_Exercise requirements_.
Continue the passage below on data packet fields in the dual-core communication device, picking up after its last sentence.

In the embodiments of the present invention, the port numbers of different physical interfaces (hardware interfaces) may be different. Therefore, by specifying the port number in the data packet, the data packet may be correctly forwarded such that the message obtained by the service, which is registered by the application layer, can be sent out through the correct physical interface. Therefore, the dual-core communication device according to the embodiments of the present invention may support the extension of multiple physical interfaces (i.e., the extension of multiple physical-layer protocols).
The service ID may be the ID number of the registered service. The client ID may be the ID number of the client corresponding to the service. The control bit may be used to identify the data packet as a request packet, a reply packet, etc. The data may adopt a type-len-value format, where type is used to represent the type of the entire data block, len is used to represent the size of the value field, and value is the data field.

_Stored rows_.
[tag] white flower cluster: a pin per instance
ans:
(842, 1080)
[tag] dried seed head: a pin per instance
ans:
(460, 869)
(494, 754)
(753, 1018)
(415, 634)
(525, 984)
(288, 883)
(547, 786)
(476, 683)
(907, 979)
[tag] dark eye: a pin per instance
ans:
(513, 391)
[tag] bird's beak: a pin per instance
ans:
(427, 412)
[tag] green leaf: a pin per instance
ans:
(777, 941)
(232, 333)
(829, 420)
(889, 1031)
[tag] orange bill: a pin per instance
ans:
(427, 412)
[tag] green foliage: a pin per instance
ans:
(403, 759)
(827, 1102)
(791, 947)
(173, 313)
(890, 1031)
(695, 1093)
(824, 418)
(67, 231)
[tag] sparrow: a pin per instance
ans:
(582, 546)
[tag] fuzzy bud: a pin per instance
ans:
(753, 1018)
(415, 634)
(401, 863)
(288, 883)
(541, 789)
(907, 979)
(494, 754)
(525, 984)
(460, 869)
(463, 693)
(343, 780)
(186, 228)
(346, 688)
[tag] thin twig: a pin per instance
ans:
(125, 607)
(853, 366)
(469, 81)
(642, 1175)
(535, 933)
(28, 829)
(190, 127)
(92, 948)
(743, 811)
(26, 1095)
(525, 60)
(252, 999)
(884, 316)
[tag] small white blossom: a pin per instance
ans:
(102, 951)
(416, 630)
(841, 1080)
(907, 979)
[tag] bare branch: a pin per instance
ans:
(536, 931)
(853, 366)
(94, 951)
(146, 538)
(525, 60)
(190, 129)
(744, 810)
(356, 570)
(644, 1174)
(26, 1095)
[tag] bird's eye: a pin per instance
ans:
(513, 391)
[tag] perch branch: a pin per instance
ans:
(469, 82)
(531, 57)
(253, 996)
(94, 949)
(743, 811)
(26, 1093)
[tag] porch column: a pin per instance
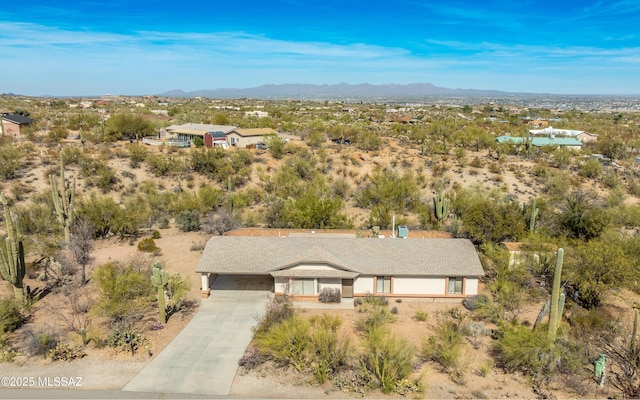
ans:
(205, 285)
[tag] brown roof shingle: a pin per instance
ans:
(264, 255)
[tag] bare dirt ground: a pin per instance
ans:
(104, 368)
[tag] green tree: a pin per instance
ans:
(597, 266)
(125, 290)
(126, 125)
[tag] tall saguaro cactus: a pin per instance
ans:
(557, 301)
(12, 265)
(63, 200)
(441, 205)
(533, 215)
(160, 279)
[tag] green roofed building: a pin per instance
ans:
(569, 142)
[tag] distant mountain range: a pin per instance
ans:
(337, 91)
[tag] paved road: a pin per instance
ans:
(203, 358)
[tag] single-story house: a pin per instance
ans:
(536, 141)
(303, 266)
(11, 123)
(244, 137)
(190, 131)
(216, 139)
(582, 136)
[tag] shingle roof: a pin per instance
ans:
(198, 129)
(542, 141)
(268, 255)
(17, 118)
(255, 131)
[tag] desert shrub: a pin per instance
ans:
(475, 302)
(406, 387)
(330, 295)
(10, 158)
(353, 380)
(275, 312)
(445, 346)
(161, 165)
(521, 349)
(137, 154)
(251, 359)
(220, 222)
(376, 315)
(40, 342)
(7, 353)
(124, 290)
(65, 352)
(188, 221)
(163, 223)
(177, 290)
(420, 316)
(10, 316)
(125, 338)
(592, 168)
(286, 342)
(388, 358)
(148, 245)
(327, 350)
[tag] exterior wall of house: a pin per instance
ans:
(330, 283)
(400, 286)
(10, 128)
(285, 285)
(471, 286)
(280, 284)
(419, 285)
(587, 138)
(363, 285)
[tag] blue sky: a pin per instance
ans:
(146, 47)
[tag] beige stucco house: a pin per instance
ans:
(244, 137)
(303, 266)
(188, 132)
(10, 124)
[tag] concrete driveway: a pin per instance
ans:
(203, 358)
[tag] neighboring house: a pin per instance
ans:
(582, 136)
(244, 137)
(216, 139)
(536, 141)
(303, 266)
(515, 252)
(190, 131)
(12, 123)
(256, 113)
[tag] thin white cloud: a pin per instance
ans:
(60, 61)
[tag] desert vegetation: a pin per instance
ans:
(75, 178)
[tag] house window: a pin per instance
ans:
(303, 286)
(455, 285)
(383, 284)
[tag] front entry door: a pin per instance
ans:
(347, 288)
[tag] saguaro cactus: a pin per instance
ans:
(441, 205)
(12, 265)
(557, 302)
(63, 197)
(229, 195)
(160, 279)
(533, 215)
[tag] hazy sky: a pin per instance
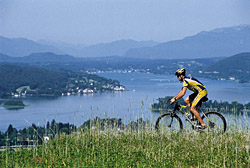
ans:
(95, 21)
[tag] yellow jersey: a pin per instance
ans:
(193, 84)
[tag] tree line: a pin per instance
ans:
(226, 107)
(34, 135)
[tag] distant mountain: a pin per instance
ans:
(101, 50)
(18, 47)
(114, 48)
(220, 42)
(39, 58)
(236, 67)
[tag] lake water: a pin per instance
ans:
(143, 90)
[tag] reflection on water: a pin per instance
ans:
(143, 90)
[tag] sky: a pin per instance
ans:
(101, 21)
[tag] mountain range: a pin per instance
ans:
(221, 42)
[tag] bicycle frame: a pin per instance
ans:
(179, 108)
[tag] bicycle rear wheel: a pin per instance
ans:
(169, 122)
(216, 122)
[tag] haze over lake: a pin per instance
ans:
(143, 90)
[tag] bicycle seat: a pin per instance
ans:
(204, 99)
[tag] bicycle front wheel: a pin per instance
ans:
(216, 122)
(169, 122)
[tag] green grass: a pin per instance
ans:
(144, 148)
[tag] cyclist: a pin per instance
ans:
(194, 99)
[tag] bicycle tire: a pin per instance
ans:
(216, 122)
(176, 124)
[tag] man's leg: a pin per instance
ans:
(195, 102)
(197, 115)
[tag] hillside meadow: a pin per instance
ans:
(135, 148)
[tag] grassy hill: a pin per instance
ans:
(144, 148)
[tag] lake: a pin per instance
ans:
(143, 90)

_Response to the exercise_.
In one embodiment of the present invention, a service may need to output multiple data packets, and accordingly, the message ID may indicate the sequence number of the output data packet. The data ID may be used to distinguish the message type of the data packet. Each data packet may include multiple different types of data, and thus a message ID may correspond to multiple types. For example, the signal strength, the network format, and other messages may be sent out as a data packet, and the types of different data blocks may be represented by type in the data field. As such, using one data packet to send out various messages in a same message type may be realized.
It should be understood that the data packet format shown in FIG. 4 is merely exemplary and other similar formats may also be used.
In one embodiment of the present invention, specifically, the first modem processor 130 may be configured with a first logical port corresponding to the default service and a second logical port corresponding to the physical interface of the first modem processor. To transmit the message obtained by the default service to the second modem processor through the physical interface of the first modem processor, the message obtained by the default service may be transmitted to the second logical port through the first logical port. The second modem processor 140 may be configured with a third logical port corresponding to the client, and a fourth logical port corresponding to the physical interface of the second modem processor. To transmit the message received by the physical interface of the second modem processor to the client, the message received by the physical interface of the second modem processor may be transmitted to the third logical port through the fourth logical port.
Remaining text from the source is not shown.